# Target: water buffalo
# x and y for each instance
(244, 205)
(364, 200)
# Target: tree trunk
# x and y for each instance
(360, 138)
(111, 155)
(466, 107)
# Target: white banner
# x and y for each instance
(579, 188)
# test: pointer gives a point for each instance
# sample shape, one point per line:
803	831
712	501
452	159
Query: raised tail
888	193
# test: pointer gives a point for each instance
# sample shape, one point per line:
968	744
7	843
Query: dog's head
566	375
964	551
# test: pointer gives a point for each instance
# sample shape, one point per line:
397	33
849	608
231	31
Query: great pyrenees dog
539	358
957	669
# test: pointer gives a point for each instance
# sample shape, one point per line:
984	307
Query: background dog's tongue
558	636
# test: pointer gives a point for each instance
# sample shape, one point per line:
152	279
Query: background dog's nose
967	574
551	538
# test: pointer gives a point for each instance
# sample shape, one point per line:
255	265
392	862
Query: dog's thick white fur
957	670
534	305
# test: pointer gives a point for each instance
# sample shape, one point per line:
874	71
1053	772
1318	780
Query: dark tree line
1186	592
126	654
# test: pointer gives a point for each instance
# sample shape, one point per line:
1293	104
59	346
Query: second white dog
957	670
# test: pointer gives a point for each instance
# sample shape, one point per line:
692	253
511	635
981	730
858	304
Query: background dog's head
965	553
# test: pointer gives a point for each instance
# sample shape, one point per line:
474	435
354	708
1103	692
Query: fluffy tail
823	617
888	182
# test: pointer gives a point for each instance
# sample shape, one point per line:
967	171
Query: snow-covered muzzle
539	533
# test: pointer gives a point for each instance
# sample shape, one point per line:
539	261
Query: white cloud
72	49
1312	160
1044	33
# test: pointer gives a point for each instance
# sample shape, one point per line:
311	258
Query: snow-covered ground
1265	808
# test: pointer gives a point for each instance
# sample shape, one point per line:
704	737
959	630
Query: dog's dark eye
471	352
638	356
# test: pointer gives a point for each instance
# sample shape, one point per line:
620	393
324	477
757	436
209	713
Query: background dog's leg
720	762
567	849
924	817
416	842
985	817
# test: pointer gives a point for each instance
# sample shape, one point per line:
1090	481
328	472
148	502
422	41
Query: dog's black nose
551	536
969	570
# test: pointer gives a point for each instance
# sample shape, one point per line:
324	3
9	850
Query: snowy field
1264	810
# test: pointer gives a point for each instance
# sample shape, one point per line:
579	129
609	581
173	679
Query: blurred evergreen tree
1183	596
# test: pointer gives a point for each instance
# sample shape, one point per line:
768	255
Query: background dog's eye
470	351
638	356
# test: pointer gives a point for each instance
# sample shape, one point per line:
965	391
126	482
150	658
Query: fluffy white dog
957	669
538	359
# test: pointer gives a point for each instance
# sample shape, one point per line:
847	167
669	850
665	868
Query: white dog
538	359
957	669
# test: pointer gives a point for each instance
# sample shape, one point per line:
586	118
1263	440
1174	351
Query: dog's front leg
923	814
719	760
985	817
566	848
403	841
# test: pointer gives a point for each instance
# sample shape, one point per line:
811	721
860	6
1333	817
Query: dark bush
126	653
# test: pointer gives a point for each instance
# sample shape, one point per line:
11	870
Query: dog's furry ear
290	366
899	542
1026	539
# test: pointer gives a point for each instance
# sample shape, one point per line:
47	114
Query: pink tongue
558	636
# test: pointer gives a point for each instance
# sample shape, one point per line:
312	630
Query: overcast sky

++++++++

* Problem description *
Word for word, return each of the entries.

* Finished exercise *
# Target: water buffalo
# x and y for each instance
(244, 205)
(364, 200)
# Target: tree trunk
# x and y for each instance
(360, 138)
(111, 155)
(466, 107)
# Target: white banner
# x and y for each instance
(579, 188)
# test: pointer gives a point for each instance
# sample shape, one point per line:
803	831
712	501
452	159
Query: raised tail
888	193
# test: pointer gives a point for each instance
# sample shape, one point per line:
968	744
7	843
Query: dog's head
566	375
964	551
# test: pointer gives a point for each instance
# sample shape, one point per line:
397	33
849	608
231	31
Query: great pyrenees dog
539	358
957	669
# test: pointer gives a point for each instance
# sample shape, one point per line:
984	307
Query: background dog's tongue
558	636
# test: pointer gives a point for each instance
# sample shape, one point per line:
152	279
Query: background dog's nose
967	574
551	538
# test: pointer gives a point for each instance
# sample shape, one point per line:
255	265
392	862
Query: dog's thick white fur
957	670
534	305
# test: pointer gives a point for each instance
# sample shape, one point per line:
874	71
1053	772
1318	780
Query: dark tree line
1186	592
126	654
# test: pointer gives a point for each instance
# sample shape, one point per line:
1293	104
59	346
Query: second white dog
957	670
# test: pointer gives a point for each instance
# sample shape, one point per line:
692	253
511	635
981	730
858	304
Query: background dog's head
965	553
# test: pointer gives a point for each instance
# sample shape, one point per line:
474	435
354	708
1103	692
Query: fluffy tail
823	617
888	182
# test: pointer gives a point for each instance
# sample shape, one point per line:
967	171
Query: snow-covered muzzle
539	533
# test: pointer gives a point for each instance
# sample shape, one point per line:
539	261
Query: white cloud
72	49
1312	160
1044	33
# test: pointer gives a point for each instance
# sample shape, one point per line:
311	258
Query: snow-covered ground
1265	808
# test: pointer gives a point for each instance
# sample shape, one point per line:
704	737
959	630
Query: dog's dark eye
471	352
638	356
# test: pointer gives a point for each instance
# sample shape, one point per line:
620	393
324	477
757	436
209	713
Query: background dog's leg
720	762
567	849
924	817
416	842
985	817
# test: pointer gives a point for each instance
# sample shape, one point per line:
1090	481
328	472
148	502
422	41
Query: dog's black nose
551	536
969	570
# test: pointer gives a point for each instance
# sample shape, one point per line:
324	3
9	850
Query: snowy field
1264	810
# test: pointer gives a point for each instance
# sample shape, one point per line:
579	129
609	581
173	679
Query: blurred evergreen tree
1183	596
# test: pointer gives a point for each instance
# sample shape, one point per line:
768	255
Query: background dog's eye
470	351
638	356
# test: pointer gives a point for each instance
# sample shape, one point per line:
965	391
126	482
150	658
Query: fluffy white dog
957	669
538	359
# test: pointer gives a point for each instance
# sample shape, one point per line:
847	167
669	850
665	868
Query: white dog
538	359
957	669
# test: pointer gives a point for each instance
# sample shape, one point per line:
586	118
1263	440
1174	351
Query: dog's front leg
923	814
719	760
985	817
566	848
403	841
# test: pointer gives a point for each instance
# sample shape, one point per line:
811	721
860	6
1333	817
Query: dark bush
126	653
# test: pointer gives a point for each instance
# sample shape, one point per line:
11	870
Query: dog's furry ear
290	366
899	542
1026	539
# test: pointer gives a point for each instance
# sample shape, one point per line:
47	114
Query: pink tongue
558	636
# test: pointer gives a point for each instance
# sample shape, one point per line:
312	630
Query: overcast sky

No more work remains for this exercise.